#### [What is required]
If an entry holds a picture, drop the picture but restate the entry word for word.

(Collected data)
—————
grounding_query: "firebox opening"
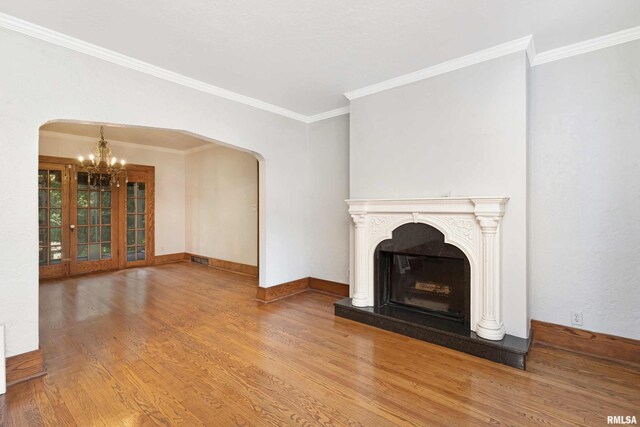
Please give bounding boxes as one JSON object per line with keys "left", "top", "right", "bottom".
{"left": 374, "top": 223, "right": 471, "bottom": 326}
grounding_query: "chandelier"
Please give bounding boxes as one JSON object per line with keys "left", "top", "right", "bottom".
{"left": 78, "top": 126, "right": 127, "bottom": 187}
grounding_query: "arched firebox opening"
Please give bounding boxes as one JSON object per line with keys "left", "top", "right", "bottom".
{"left": 374, "top": 222, "right": 471, "bottom": 327}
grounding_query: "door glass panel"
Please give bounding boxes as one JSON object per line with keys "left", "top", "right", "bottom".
{"left": 50, "top": 228, "right": 62, "bottom": 246}
{"left": 39, "top": 247, "right": 48, "bottom": 265}
{"left": 127, "top": 246, "right": 135, "bottom": 262}
{"left": 89, "top": 191, "right": 99, "bottom": 207}
{"left": 78, "top": 245, "right": 88, "bottom": 261}
{"left": 101, "top": 226, "right": 111, "bottom": 242}
{"left": 39, "top": 190, "right": 48, "bottom": 206}
{"left": 50, "top": 190, "right": 62, "bottom": 207}
{"left": 77, "top": 226, "right": 88, "bottom": 243}
{"left": 39, "top": 209, "right": 47, "bottom": 226}
{"left": 49, "top": 209, "right": 62, "bottom": 226}
{"left": 77, "top": 173, "right": 113, "bottom": 262}
{"left": 101, "top": 209, "right": 111, "bottom": 225}
{"left": 126, "top": 182, "right": 146, "bottom": 261}
{"left": 89, "top": 244, "right": 100, "bottom": 260}
{"left": 77, "top": 191, "right": 88, "bottom": 208}
{"left": 77, "top": 209, "right": 88, "bottom": 225}
{"left": 89, "top": 226, "right": 99, "bottom": 243}
{"left": 90, "top": 209, "right": 100, "bottom": 225}
{"left": 49, "top": 171, "right": 61, "bottom": 188}
{"left": 39, "top": 167, "right": 65, "bottom": 266}
{"left": 50, "top": 246, "right": 62, "bottom": 264}
{"left": 101, "top": 243, "right": 111, "bottom": 259}
{"left": 38, "top": 170, "right": 47, "bottom": 188}
{"left": 101, "top": 191, "right": 111, "bottom": 207}
{"left": 39, "top": 228, "right": 48, "bottom": 246}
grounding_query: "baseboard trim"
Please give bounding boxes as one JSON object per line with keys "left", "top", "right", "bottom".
{"left": 154, "top": 252, "right": 189, "bottom": 265}
{"left": 309, "top": 277, "right": 349, "bottom": 297}
{"left": 207, "top": 257, "right": 258, "bottom": 277}
{"left": 256, "top": 278, "right": 309, "bottom": 302}
{"left": 256, "top": 277, "right": 349, "bottom": 303}
{"left": 6, "top": 348, "right": 46, "bottom": 387}
{"left": 186, "top": 253, "right": 258, "bottom": 277}
{"left": 531, "top": 320, "right": 640, "bottom": 366}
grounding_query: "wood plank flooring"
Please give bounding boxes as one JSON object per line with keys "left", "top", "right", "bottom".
{"left": 1, "top": 262, "right": 638, "bottom": 426}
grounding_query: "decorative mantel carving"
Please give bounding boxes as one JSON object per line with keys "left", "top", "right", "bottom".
{"left": 347, "top": 197, "right": 509, "bottom": 341}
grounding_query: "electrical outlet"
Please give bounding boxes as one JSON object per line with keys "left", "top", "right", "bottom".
{"left": 571, "top": 311, "right": 583, "bottom": 326}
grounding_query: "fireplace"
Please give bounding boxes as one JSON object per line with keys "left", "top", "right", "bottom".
{"left": 334, "top": 197, "right": 531, "bottom": 369}
{"left": 375, "top": 223, "right": 470, "bottom": 325}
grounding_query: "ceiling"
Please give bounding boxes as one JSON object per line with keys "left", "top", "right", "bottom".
{"left": 41, "top": 122, "right": 212, "bottom": 151}
{"left": 3, "top": 1, "right": 640, "bottom": 115}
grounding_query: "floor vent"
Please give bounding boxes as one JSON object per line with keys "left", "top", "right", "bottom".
{"left": 191, "top": 256, "right": 209, "bottom": 265}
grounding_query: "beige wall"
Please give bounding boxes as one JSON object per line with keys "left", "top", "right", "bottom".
{"left": 186, "top": 145, "right": 258, "bottom": 266}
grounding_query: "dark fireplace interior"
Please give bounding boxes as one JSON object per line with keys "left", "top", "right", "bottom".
{"left": 375, "top": 223, "right": 470, "bottom": 326}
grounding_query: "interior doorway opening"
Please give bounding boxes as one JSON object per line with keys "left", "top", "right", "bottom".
{"left": 38, "top": 120, "right": 264, "bottom": 282}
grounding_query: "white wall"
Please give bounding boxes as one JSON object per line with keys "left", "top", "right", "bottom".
{"left": 38, "top": 132, "right": 187, "bottom": 256}
{"left": 350, "top": 52, "right": 530, "bottom": 338}
{"left": 0, "top": 28, "right": 309, "bottom": 357}
{"left": 186, "top": 145, "right": 258, "bottom": 266}
{"left": 529, "top": 40, "right": 640, "bottom": 339}
{"left": 308, "top": 115, "right": 351, "bottom": 283}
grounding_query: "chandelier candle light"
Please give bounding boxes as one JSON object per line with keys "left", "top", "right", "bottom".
{"left": 78, "top": 126, "right": 127, "bottom": 187}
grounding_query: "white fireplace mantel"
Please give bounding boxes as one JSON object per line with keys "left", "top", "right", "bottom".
{"left": 347, "top": 197, "right": 509, "bottom": 341}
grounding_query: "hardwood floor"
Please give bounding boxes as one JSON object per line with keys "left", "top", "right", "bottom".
{"left": 1, "top": 263, "right": 638, "bottom": 426}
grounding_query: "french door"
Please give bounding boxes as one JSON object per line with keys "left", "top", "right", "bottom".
{"left": 69, "top": 171, "right": 119, "bottom": 275}
{"left": 119, "top": 168, "right": 155, "bottom": 269}
{"left": 38, "top": 162, "right": 71, "bottom": 279}
{"left": 38, "top": 156, "right": 154, "bottom": 279}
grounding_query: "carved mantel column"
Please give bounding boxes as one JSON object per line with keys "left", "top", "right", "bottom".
{"left": 474, "top": 215, "right": 506, "bottom": 341}
{"left": 351, "top": 213, "right": 369, "bottom": 307}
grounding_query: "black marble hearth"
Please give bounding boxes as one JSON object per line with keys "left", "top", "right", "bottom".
{"left": 334, "top": 298, "right": 530, "bottom": 369}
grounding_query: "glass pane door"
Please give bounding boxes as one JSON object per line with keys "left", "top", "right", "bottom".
{"left": 126, "top": 182, "right": 146, "bottom": 262}
{"left": 70, "top": 172, "right": 119, "bottom": 275}
{"left": 120, "top": 168, "right": 154, "bottom": 268}
{"left": 38, "top": 163, "right": 70, "bottom": 279}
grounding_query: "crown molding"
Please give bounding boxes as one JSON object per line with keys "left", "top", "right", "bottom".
{"left": 306, "top": 106, "right": 350, "bottom": 123}
{"left": 0, "top": 12, "right": 308, "bottom": 123}
{"left": 4, "top": 11, "right": 640, "bottom": 121}
{"left": 39, "top": 130, "right": 194, "bottom": 155}
{"left": 531, "top": 25, "right": 640, "bottom": 66}
{"left": 344, "top": 36, "right": 534, "bottom": 101}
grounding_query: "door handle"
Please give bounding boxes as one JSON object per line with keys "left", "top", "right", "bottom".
—————
#### [Output]
grounding_query: "firebox opening"
Please give bounding boxes as one JSON object per line with keys "left", "top", "right", "bottom".
{"left": 374, "top": 223, "right": 471, "bottom": 326}
grounding_query: "chandelier"
Please give bounding boxes as one JSON object per line with keys "left", "top", "right", "bottom".
{"left": 78, "top": 126, "right": 127, "bottom": 187}
grounding_query: "arched firebox opening"
Please give bounding boxes as one JSON object per line with keys "left", "top", "right", "bottom".
{"left": 374, "top": 222, "right": 471, "bottom": 327}
grounding_query: "door glass panel"
Please give bounding boxes as one JSON object per line with keys "left", "top", "right", "bottom".
{"left": 50, "top": 228, "right": 62, "bottom": 246}
{"left": 39, "top": 247, "right": 48, "bottom": 265}
{"left": 127, "top": 246, "right": 135, "bottom": 262}
{"left": 89, "top": 191, "right": 99, "bottom": 207}
{"left": 78, "top": 245, "right": 88, "bottom": 261}
{"left": 101, "top": 226, "right": 111, "bottom": 242}
{"left": 39, "top": 190, "right": 48, "bottom": 206}
{"left": 50, "top": 190, "right": 62, "bottom": 207}
{"left": 77, "top": 226, "right": 88, "bottom": 243}
{"left": 39, "top": 209, "right": 47, "bottom": 226}
{"left": 49, "top": 209, "right": 62, "bottom": 226}
{"left": 77, "top": 173, "right": 113, "bottom": 262}
{"left": 101, "top": 209, "right": 111, "bottom": 225}
{"left": 126, "top": 182, "right": 146, "bottom": 261}
{"left": 89, "top": 244, "right": 100, "bottom": 260}
{"left": 77, "top": 191, "right": 88, "bottom": 208}
{"left": 77, "top": 209, "right": 88, "bottom": 225}
{"left": 89, "top": 226, "right": 99, "bottom": 243}
{"left": 90, "top": 209, "right": 100, "bottom": 225}
{"left": 49, "top": 171, "right": 61, "bottom": 188}
{"left": 39, "top": 167, "right": 65, "bottom": 266}
{"left": 50, "top": 246, "right": 62, "bottom": 264}
{"left": 101, "top": 243, "right": 111, "bottom": 259}
{"left": 38, "top": 170, "right": 47, "bottom": 188}
{"left": 101, "top": 191, "right": 111, "bottom": 207}
{"left": 39, "top": 228, "right": 48, "bottom": 246}
grounding_query: "baseboard trim"
Please give bounding boxes as one JSON object per line with keys "left", "top", "right", "bottom".
{"left": 154, "top": 252, "right": 189, "bottom": 265}
{"left": 309, "top": 277, "right": 349, "bottom": 297}
{"left": 207, "top": 257, "right": 258, "bottom": 277}
{"left": 256, "top": 278, "right": 309, "bottom": 302}
{"left": 256, "top": 277, "right": 349, "bottom": 303}
{"left": 6, "top": 348, "right": 46, "bottom": 387}
{"left": 186, "top": 253, "right": 258, "bottom": 277}
{"left": 531, "top": 320, "right": 640, "bottom": 366}
grounding_query: "wood plank flooring"
Please give bounding boxes as one JSON object per line with keys "left", "top", "right", "bottom".
{"left": 1, "top": 262, "right": 638, "bottom": 426}
grounding_query: "decorative mantel carving"
Please give bounding boxes as one JSON object per line with keys "left", "top", "right", "bottom".
{"left": 347, "top": 197, "right": 509, "bottom": 341}
grounding_query: "electrical outlet"
Please give bounding boxes as one JSON object per line with keys "left", "top", "right", "bottom".
{"left": 571, "top": 311, "right": 583, "bottom": 326}
grounding_query: "fireplace"
Please give bounding boxes as one JSON object per line with keys "left", "top", "right", "bottom".
{"left": 334, "top": 197, "right": 531, "bottom": 369}
{"left": 375, "top": 223, "right": 470, "bottom": 325}
grounding_query: "ceiling"
Please give bounding boxes as one JSON object per line with keys "left", "top", "right", "bottom".
{"left": 41, "top": 122, "right": 212, "bottom": 151}
{"left": 3, "top": 1, "right": 640, "bottom": 115}
grounding_query: "floor vent"
Please give bounding boxes as one JSON object per line with keys "left", "top", "right", "bottom".
{"left": 191, "top": 256, "right": 209, "bottom": 265}
grounding_query: "beige wall"
Please give bounding boxes as one JSON object per line with keys "left", "top", "right", "bottom".
{"left": 186, "top": 145, "right": 258, "bottom": 266}
grounding_query: "dark fireplace interior"
Please give bounding boxes as one JSON object per line with keys "left", "top", "right", "bottom".
{"left": 375, "top": 223, "right": 470, "bottom": 326}
grounding_query: "interior doorway opening"
Please give bounding boxes as one JSON object per line with keys "left", "top", "right", "bottom".
{"left": 38, "top": 120, "right": 264, "bottom": 282}
grounding_query: "white wall"
Please give bounding boxes as one JSON object per line with keys "left", "top", "right", "bottom".
{"left": 38, "top": 132, "right": 187, "bottom": 256}
{"left": 350, "top": 52, "right": 530, "bottom": 338}
{"left": 0, "top": 28, "right": 309, "bottom": 357}
{"left": 186, "top": 145, "right": 258, "bottom": 266}
{"left": 529, "top": 40, "right": 640, "bottom": 339}
{"left": 308, "top": 115, "right": 351, "bottom": 283}
grounding_query: "chandelier candle light"
Please give bounding boxes as one JSON object per line with keys "left", "top", "right", "bottom".
{"left": 78, "top": 126, "right": 127, "bottom": 187}
grounding_query: "white fireplace mantel"
Please give bounding boxes as one JSON object per line with keys "left", "top", "right", "bottom".
{"left": 347, "top": 197, "right": 509, "bottom": 341}
grounding_query: "hardwood floor"
Please give bounding boxes as one JSON object per line with keys "left", "top", "right", "bottom".
{"left": 1, "top": 263, "right": 638, "bottom": 426}
grounding_query: "french door"
Please give bounding boxes as one JSON object per line with keys "left", "top", "right", "bottom".
{"left": 69, "top": 171, "right": 119, "bottom": 275}
{"left": 119, "top": 168, "right": 155, "bottom": 269}
{"left": 38, "top": 162, "right": 71, "bottom": 279}
{"left": 38, "top": 156, "right": 154, "bottom": 279}
grounding_query: "carved mantel column"
Please give bounding boxes as one JSON object per line with keys "left", "top", "right", "bottom".
{"left": 474, "top": 215, "right": 506, "bottom": 341}
{"left": 351, "top": 213, "right": 369, "bottom": 307}
grounding_query: "black marble hearth"
Please give bounding boxes as one JSON object per line with keys "left", "top", "right", "bottom".
{"left": 334, "top": 298, "right": 530, "bottom": 369}
grounding_query: "glass pane door"
Please give bounding boxes as one JSON object per line with keys "left", "top", "right", "bottom".
{"left": 126, "top": 182, "right": 146, "bottom": 262}
{"left": 70, "top": 172, "right": 119, "bottom": 275}
{"left": 120, "top": 168, "right": 154, "bottom": 268}
{"left": 38, "top": 163, "right": 70, "bottom": 279}
grounding_query: "crown molding"
Please give bounding boxes as one JSON object per line with keys "left", "top", "right", "bottom".
{"left": 306, "top": 106, "right": 350, "bottom": 123}
{"left": 0, "top": 12, "right": 308, "bottom": 123}
{"left": 4, "top": 11, "right": 640, "bottom": 121}
{"left": 39, "top": 130, "right": 194, "bottom": 155}
{"left": 531, "top": 25, "right": 640, "bottom": 66}
{"left": 344, "top": 36, "right": 534, "bottom": 101}
grounding_query: "door handle"
Please give bounding boxes as one JSON object per line with keys "left", "top", "right", "bottom".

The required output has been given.